--- BEGIN RECORDS PROVIDED ---

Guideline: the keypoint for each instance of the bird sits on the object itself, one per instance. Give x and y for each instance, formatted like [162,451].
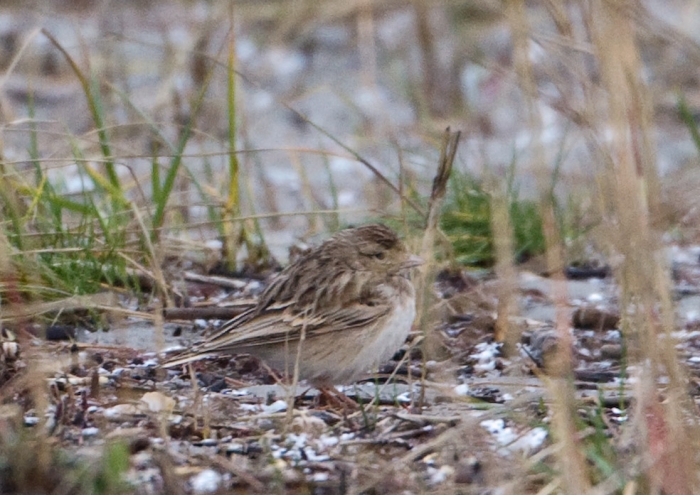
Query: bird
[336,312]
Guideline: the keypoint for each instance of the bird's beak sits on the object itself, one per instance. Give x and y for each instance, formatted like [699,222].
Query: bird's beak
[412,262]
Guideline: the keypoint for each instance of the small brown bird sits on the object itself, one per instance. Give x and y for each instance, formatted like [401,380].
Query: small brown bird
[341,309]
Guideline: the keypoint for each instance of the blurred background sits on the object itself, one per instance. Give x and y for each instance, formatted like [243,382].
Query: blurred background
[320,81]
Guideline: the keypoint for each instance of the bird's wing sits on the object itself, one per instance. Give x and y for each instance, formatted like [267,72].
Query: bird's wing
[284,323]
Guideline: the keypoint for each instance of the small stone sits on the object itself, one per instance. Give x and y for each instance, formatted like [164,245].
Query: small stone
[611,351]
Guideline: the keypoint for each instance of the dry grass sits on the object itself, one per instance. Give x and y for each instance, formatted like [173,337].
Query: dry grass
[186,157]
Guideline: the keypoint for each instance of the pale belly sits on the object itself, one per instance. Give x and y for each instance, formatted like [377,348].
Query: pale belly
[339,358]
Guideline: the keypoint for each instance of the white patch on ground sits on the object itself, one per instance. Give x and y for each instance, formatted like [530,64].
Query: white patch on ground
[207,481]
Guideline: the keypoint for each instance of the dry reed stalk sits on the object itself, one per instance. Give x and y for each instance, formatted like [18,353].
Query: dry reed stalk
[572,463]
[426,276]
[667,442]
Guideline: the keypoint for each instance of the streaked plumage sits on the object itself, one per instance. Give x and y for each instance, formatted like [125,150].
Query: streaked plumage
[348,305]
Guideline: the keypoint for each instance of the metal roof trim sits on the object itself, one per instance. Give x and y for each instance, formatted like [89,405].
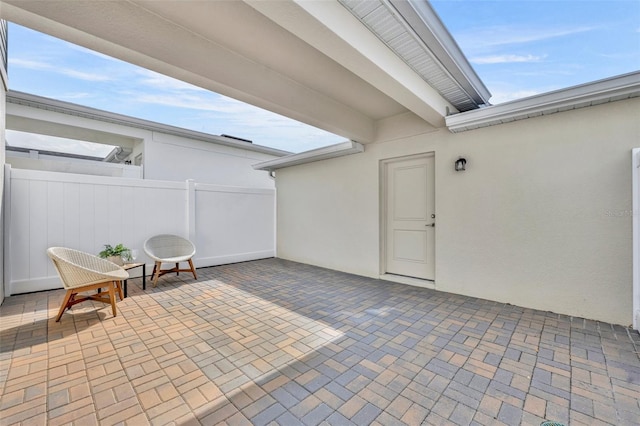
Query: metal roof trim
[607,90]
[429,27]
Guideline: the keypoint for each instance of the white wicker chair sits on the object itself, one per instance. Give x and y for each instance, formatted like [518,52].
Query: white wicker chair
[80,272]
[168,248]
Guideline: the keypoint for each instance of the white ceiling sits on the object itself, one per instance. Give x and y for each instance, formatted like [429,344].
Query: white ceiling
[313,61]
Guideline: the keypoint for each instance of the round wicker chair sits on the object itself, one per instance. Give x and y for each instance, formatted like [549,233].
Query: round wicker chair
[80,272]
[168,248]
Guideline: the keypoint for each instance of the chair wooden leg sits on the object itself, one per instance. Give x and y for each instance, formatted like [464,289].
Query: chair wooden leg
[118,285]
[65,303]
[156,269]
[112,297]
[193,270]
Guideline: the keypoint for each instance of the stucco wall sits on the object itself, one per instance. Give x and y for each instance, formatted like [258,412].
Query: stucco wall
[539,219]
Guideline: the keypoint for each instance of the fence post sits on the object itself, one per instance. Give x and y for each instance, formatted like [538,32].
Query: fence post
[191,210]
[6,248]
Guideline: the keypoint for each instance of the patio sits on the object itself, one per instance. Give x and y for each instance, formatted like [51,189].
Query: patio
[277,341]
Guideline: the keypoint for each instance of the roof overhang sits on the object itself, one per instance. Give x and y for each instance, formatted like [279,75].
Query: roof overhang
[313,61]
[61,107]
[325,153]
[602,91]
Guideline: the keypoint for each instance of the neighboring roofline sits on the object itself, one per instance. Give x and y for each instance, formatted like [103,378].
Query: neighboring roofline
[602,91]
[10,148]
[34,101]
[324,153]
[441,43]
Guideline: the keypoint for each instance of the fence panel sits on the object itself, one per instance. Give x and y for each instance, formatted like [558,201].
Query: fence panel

--- END RECORDS PROVIDED ---

• DIRECTIONS FOR THIS TASK: Return all of the lines above without any changes, and leave the pictures out of your answer.

• COMPLETED TASK:
Guideline: the keypoint for each instance of the bird sits on the object itself, one per instance. Give x and y for each instance, formatted like [162,451].
Query: bird
[336,312]
Guideline: the keypoint for each instance of the bird's beak sits on the object itself, one per instance. Give x and y for each instance, formatted like [699,222].
Query: bird's beak
[412,262]
Guideline: the keypoint for each instance of the small brown bird sits on the object itself, one per instance. Give x and y for each instance, formatted like [401,380].
Query: small brown bird
[341,309]
Guideline: the keypoint for each instance of the blurred background sits on the object itself, one per instance. Give x and y for each instance, formatted like [243,382].
Query: blurred background
[320,81]
Guideline: the keypoint for each instance of the bird's wing sits on the object itself, one per instance. Give x and y for each instance, formatted like [267,72].
Query: bird's wing
[284,323]
Guideline: the keypoint for each instance of the small stone sits on the object itself, one per instance. Give x and y for each instance, formatted like [164,245].
Query: small stone
[611,351]
Guideline: the keypoint for each instance of the dry grass sits on the object itself, one per instance. Give x and y for each instance, formatted like [173,337].
Query: dry grass
[186,157]
Guideline: the keypoint for each instance of the pale belly sits on the object itself, one per instance. Give x and y for each instance, formatted like [377,348].
Query: pale belly
[339,358]
Guideline: the keypoint for each instance of the white patch on ground sits on the object itself, one per instance. Give x and y for each instance, formatted like [530,64].
Query: white patch on ground
[207,481]
Guideline: the keypoint for each instance of the dry reed stalk sits on the object itself, one per instance. Give x and y for each instance, formatted like [18,353].
Query: dry reed stalk
[572,463]
[426,276]
[667,442]
Guideline: the keypoint for each instance of the streaked plumage sits on the object itself, one per instance. Give x and y for each instance, formatted like [125,150].
Query: streaked plumage
[348,305]
Guideline: the keypoint for each instance of the metal roof trim sits on the object itself, one per instance. Give x and y for each instance, formatted like [89,405].
Query: metal roof trim
[607,90]
[429,27]
Guideline: the keypoint for each instance of the white wicker chair sits on the object itself, one per instance. Give x and y for each instance, formatted like [518,52].
Query: white wicker chair
[80,272]
[168,248]
Guideline: the keypoint for each instance of the white ceiling sits on the object itself, one per instance. Give x and y for each instance, formatted like [429,344].
Query: white ceiling
[313,61]
Guideline: the keypoint for each instance of the round wicker chair sits on the object itself, one per instance. Give x and y for each instance, formatted like [549,233].
Query: round wicker chair
[80,272]
[168,248]
Guideline: the keypoint for each instance of the chair wooden leg sits on the object itself, one per instance. Give x and y for each instance, formatted like [464,289].
Query: chair wooden leg
[118,285]
[65,303]
[156,269]
[112,297]
[193,270]
Guideline: the keypoint for each instance of the stucco wall sits on the object itself, one per instance. Give x and y for each instance, formatted like [258,412].
Query: stucco wall
[539,219]
Guideline: the keypoint for each instance of the fence post sits on the object itself, one per instance. Give x and y for each instance, formatted like [538,32].
Query: fence post
[191,210]
[6,248]
Guideline: the keypoint for each instance of the patio sits on the object itself, one per instance. Give x and y for each instance, formatted like [51,189].
Query: patio
[277,341]
Guideline: the keypoint for each instance of the roof overhang sits on the object itself, one per instance. Give x and y for each instance, formatted like [279,75].
Query: roof overhang
[313,61]
[61,107]
[325,153]
[602,91]
Guideline: the keypoint for each instance of the neighboring roofline sits on the object itself, one per instance. Give x and y for each instance, formatted like [103,378].
Query: neighboring roofline
[602,91]
[10,148]
[34,101]
[324,153]
[441,43]
Guideline: the keypoint for each instance of the fence panel sits on the object itself, one per instance. Give x and y for each instance, formatted like [558,201].
Query: fence panel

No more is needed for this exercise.